Aguirre then methodically asked a series of questions of city employees, addressing each of the opponents’ main complaints. In the end, the council passed the land-use permit with conditions that require extra control for aromas and waste disposal, and required the chickens, which will arrive by a closed box truck, to be delivered between 11 p.m. and 6 a.m.
Council members Amy Jackson and vice mayor Elizabeth Bennett-Parker voted no. Jackson said the two-lane street is inadequate to handle additional demand that the butcher shop customers will create. The street has very little curbside parking and commuters use it as shortcut to the clogged Duke Street during rush hours.
Bennett-Parker said in the past 10 days she has researched the business at some of its 14 other locations by calling neighbors, and even visiting Philadelphia last weekend, where the business operates as Saba Live Poultry. Neighbors that she reached complained about “stink and stench … unbearable in the summer,” she said.
Owner Abdulsalem Mused said in his permit application that the operations within the 5,200-square-foot, windowless concrete block building would not bother neighbors – he plans to truck in chickens as needed and store the waste from the slaughter in an enclosed freezer and dispose of it daily, also by truck. He is also required to install an odor-controlling ventilation system.
A special-use permit was needed because keeping live poultry overnight is not a specified use in Alexandria’s industrial zone. Alexandria’s planning commission recommended granting the permit, and the city’s health department said Tuesday that the business presented no public health concerns either for animals or people.

+++

◆ **EXERCISES**
(1) List every person named in the article about the poultry permit.
(2) Copy the part of the article about the poultry permit between "Owner Abdulsalem Mused" and "odor-controlling ventilation system.", inclusive, word for word.

Items from a data source:
+++

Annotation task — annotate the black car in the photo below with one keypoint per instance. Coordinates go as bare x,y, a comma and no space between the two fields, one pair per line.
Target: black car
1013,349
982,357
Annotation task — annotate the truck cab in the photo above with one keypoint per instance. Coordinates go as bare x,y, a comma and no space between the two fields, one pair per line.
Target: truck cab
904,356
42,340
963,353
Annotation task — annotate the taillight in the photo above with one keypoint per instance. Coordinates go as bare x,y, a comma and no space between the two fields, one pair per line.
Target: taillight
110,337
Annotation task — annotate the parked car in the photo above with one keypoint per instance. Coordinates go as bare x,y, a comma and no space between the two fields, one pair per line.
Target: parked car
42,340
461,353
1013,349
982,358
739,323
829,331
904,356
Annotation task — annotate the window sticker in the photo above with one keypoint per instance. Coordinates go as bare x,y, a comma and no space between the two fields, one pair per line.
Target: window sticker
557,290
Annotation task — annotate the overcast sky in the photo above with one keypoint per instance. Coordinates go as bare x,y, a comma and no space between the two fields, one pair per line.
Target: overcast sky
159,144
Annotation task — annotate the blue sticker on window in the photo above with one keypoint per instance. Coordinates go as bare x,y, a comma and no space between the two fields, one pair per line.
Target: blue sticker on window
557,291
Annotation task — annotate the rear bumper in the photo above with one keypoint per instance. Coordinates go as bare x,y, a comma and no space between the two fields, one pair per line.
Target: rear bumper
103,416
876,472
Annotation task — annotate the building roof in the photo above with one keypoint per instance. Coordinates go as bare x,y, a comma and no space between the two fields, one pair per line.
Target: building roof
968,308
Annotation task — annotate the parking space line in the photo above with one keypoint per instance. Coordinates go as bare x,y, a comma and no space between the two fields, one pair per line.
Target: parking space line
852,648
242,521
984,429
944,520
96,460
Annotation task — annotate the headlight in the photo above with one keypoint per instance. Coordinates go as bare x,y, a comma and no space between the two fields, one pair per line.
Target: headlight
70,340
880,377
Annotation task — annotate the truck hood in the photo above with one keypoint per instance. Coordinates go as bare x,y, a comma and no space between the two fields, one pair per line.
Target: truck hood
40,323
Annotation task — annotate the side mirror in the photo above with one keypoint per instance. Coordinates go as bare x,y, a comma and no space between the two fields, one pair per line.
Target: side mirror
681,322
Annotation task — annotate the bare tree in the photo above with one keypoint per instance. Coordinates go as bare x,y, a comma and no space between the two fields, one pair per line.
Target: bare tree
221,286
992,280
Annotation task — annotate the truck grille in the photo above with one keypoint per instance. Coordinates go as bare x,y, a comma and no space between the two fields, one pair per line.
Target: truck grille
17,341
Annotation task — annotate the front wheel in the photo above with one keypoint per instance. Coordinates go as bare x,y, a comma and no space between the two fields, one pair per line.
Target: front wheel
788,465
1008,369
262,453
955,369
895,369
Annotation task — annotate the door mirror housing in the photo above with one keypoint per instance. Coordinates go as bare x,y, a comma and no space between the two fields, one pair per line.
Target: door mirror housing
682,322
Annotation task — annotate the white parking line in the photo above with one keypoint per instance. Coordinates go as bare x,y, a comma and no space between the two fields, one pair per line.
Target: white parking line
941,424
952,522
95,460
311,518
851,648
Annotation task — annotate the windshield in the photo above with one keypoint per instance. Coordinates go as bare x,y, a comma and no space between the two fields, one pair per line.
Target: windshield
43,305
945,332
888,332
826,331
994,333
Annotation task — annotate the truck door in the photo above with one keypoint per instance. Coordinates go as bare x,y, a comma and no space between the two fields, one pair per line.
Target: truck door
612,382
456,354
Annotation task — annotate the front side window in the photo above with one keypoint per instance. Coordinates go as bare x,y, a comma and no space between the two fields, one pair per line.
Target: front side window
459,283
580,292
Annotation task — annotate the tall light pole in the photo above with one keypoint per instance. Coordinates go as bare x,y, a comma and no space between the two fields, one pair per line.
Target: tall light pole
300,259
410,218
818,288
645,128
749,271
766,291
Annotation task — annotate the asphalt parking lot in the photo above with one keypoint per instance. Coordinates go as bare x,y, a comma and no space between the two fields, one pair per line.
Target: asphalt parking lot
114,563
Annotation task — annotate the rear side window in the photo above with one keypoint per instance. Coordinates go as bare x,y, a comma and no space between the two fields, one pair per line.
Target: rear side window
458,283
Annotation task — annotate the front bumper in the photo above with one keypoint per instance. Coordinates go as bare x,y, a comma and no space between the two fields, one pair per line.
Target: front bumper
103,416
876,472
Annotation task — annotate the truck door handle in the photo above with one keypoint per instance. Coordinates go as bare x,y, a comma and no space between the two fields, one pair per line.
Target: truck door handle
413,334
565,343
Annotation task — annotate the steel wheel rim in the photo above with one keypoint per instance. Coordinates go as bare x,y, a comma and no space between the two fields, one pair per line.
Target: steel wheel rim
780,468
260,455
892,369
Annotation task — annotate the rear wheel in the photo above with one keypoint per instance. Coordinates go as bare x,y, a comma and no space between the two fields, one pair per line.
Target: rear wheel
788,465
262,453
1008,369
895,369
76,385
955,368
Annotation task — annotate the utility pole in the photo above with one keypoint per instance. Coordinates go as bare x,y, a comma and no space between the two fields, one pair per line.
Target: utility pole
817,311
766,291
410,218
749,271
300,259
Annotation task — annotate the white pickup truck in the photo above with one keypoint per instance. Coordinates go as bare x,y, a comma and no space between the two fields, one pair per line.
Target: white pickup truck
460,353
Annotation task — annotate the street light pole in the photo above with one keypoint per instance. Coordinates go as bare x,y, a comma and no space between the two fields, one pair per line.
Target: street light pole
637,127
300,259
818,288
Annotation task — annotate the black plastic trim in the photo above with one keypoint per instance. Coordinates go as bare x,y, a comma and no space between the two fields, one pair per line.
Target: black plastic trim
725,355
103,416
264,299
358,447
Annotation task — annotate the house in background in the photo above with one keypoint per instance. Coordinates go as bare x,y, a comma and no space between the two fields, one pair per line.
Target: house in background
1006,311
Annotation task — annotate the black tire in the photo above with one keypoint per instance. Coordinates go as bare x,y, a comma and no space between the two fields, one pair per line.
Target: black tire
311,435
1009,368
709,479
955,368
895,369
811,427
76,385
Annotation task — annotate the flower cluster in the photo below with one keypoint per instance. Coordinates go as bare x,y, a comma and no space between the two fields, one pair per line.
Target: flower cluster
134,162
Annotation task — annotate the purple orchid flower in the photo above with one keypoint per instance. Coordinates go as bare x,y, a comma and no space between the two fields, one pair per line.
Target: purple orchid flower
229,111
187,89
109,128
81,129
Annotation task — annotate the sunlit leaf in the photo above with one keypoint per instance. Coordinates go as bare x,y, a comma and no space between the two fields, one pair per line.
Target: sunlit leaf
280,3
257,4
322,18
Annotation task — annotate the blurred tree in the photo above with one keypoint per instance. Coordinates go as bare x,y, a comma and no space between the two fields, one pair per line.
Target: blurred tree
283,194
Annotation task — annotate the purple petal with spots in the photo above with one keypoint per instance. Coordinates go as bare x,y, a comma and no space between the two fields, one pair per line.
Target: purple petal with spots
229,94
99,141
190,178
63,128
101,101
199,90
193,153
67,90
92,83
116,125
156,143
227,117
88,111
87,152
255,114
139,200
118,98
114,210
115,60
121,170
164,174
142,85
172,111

+++

◆ **ANSWERS TO THE EXERCISE**
(1) Aguirre, Amy Jackson, Elizabeth Bennett-Parker, Abdulsalem Mused

(2)
Owner Abdulsalem Mused said in his permit application that the operations within the 5,200-square-foot, windowless concrete block building would not bother neighbors – he plans to truck in chickens as needed and store the waste from the slaughter in an enclosed freezer and dispose of it daily, also by truck. He is also required to install an odor-controlling ventilation system.